-- GIVEN REQUEST --
Your task is to give the data again, exactly, with every line intact.

-- GIVEN INFORMATION --
-- start --
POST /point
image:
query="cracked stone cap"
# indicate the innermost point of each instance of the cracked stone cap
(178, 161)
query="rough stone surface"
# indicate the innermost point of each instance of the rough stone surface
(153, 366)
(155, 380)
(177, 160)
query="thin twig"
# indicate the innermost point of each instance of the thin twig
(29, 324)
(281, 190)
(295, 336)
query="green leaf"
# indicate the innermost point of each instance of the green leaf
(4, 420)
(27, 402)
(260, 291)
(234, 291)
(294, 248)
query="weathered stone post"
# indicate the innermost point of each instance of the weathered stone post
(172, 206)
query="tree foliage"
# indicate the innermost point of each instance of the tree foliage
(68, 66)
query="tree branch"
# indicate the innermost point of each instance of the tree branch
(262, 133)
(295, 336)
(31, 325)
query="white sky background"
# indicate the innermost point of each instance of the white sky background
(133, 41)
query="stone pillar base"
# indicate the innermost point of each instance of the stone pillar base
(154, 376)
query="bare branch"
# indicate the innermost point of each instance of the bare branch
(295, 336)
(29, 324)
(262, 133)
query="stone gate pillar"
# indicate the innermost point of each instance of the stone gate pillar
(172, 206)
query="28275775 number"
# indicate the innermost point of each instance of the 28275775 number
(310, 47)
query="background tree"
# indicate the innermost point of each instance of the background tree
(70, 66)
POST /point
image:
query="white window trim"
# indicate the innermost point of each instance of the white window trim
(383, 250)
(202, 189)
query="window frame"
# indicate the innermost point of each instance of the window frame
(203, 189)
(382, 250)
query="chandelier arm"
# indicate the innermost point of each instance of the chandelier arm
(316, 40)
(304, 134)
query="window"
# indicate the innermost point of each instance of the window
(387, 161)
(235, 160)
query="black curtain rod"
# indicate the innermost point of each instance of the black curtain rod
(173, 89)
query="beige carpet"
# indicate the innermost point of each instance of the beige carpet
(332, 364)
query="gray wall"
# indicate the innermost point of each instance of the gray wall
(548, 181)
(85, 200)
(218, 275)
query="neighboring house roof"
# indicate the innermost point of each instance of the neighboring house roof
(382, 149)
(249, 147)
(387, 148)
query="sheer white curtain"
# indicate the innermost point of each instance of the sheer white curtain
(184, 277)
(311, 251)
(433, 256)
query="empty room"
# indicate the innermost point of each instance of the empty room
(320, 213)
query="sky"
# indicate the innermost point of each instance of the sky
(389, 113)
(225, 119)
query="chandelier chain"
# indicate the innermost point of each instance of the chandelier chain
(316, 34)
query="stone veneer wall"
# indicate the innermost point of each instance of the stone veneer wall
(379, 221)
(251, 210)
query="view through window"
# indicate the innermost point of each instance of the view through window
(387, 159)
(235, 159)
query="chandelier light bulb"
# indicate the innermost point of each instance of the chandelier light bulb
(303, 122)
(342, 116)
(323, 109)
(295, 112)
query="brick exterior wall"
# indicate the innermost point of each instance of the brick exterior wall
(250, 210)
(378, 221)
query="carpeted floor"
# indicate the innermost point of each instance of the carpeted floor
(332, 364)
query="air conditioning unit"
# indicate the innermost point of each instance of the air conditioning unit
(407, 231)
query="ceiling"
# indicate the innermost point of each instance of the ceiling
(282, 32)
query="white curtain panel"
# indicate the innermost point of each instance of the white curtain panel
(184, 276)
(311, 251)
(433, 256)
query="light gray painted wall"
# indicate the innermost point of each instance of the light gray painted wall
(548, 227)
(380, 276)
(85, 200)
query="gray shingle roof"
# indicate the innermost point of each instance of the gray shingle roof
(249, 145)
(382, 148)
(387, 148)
-- end --
-- EXPECTED OUTPUT --
POST /point
image:
query="cracked stone cap"
# indicate the innermost point of each instance of the cracked stone cap
(178, 161)
query="rough stone surface"
# indicate the innermost point of each instance of the rough stone surface
(153, 366)
(155, 380)
(177, 160)
query="thin twig"
# indicate the innermost point of each instance of the thin twig
(29, 324)
(281, 190)
(295, 336)
query="green leaf"
# indicate the innermost point of each instance of the green leaf
(4, 420)
(27, 402)
(260, 291)
(234, 291)
(294, 248)
query="weathered stone post"
# indicate the innermost point of each instance of the weathered stone post
(172, 206)
query="tree foliage"
# indicate the innermost point of each instance of the tree foliage
(68, 66)
query="tree branch"
# indicate the innermost point of each instance of the tree branch
(262, 133)
(295, 336)
(31, 325)
query="white sky background"
# indicate the innermost point of each instance of the white sky background
(133, 41)
query="stone pillar base"
# indicate the innermost point of each instance of the stone pillar base
(154, 376)
query="bare branch"
# indicate the innermost point of each instance of the bare branch
(295, 336)
(29, 324)
(262, 133)
query="stone gate pillar"
# indicate the innermost point of each instance of the stone gate pillar
(172, 206)
query="28275775 number"
# indicate the innermost point of each instance of the 28275775 number
(310, 47)
query="background tree"
# indicate the innermost point of each instance of the background tree
(70, 66)
POST /point
image:
query="white window trim"
# indicate the innermost point of each instance of the white window trim
(383, 250)
(202, 189)
query="window frame"
# indicate the innermost point of each instance of the window frame
(203, 189)
(382, 250)
query="chandelier arm"
# indicate the innermost point of each instance of the chandelier arm
(316, 40)
(304, 134)
query="window"
# indicate the innermost point of each instance of the window
(387, 161)
(235, 160)
query="black curtain rod"
# indicate the innermost point of each instance of the black curtain rod
(173, 89)
query="beige carpet"
# indicate the innermost point of each instance of the beige carpet
(332, 364)
query="gray wall"
# indicate the innermost point of each instance of the gray wall
(548, 181)
(85, 200)
(218, 275)
query="neighboring house roof"
# indicate the innermost point of each instance of the neighboring house roof
(382, 149)
(249, 147)
(387, 148)
query="sheer white curtain"
# indicate the innermost point of each instance of the sheer white curtain
(184, 277)
(311, 251)
(433, 256)
query="empty room"
# indicate the innermost point of each instance of the empty room
(320, 213)
query="sky"
# indicate the innermost point of each instance of the sky
(389, 113)
(225, 119)
query="chandelier chain"
# indicate the innermost point of each instance of the chandelier chain
(316, 34)
query="stone veneer wall"
# indicate the innermost point of each instance of the stone veneer wall
(379, 221)
(251, 210)
query="view through window"
# indicate the innermost point of each instance of the view through window
(387, 159)
(235, 159)
query="chandelier light bulb"
# indicate the innermost point of each instance of the chandelier light bulb
(303, 122)
(342, 116)
(323, 109)
(295, 112)
query="brick exterior wall"
# indicate the innermost point of each instance of the brick exterior wall
(250, 210)
(378, 221)
query="carpeted floor"
# indicate the innermost point of each instance of the carpeted floor
(332, 364)
query="air conditioning unit"
# indicate the innermost point of each instance of the air conditioning unit
(407, 231)
query="ceiling"
# indicate the innermost point of each instance of the ceiling
(282, 32)
query="white curtain panel"
# indicate the innermost point of each instance of the white curtain panel
(184, 276)
(311, 251)
(433, 256)
query="light gray painted wall"
# indicate the innermost point of each instance of the light gray painted wall
(548, 227)
(380, 276)
(85, 200)
query="gray shingle roof"
# indicate the innermost point of each instance of the gray shingle roof
(249, 145)
(382, 148)
(387, 148)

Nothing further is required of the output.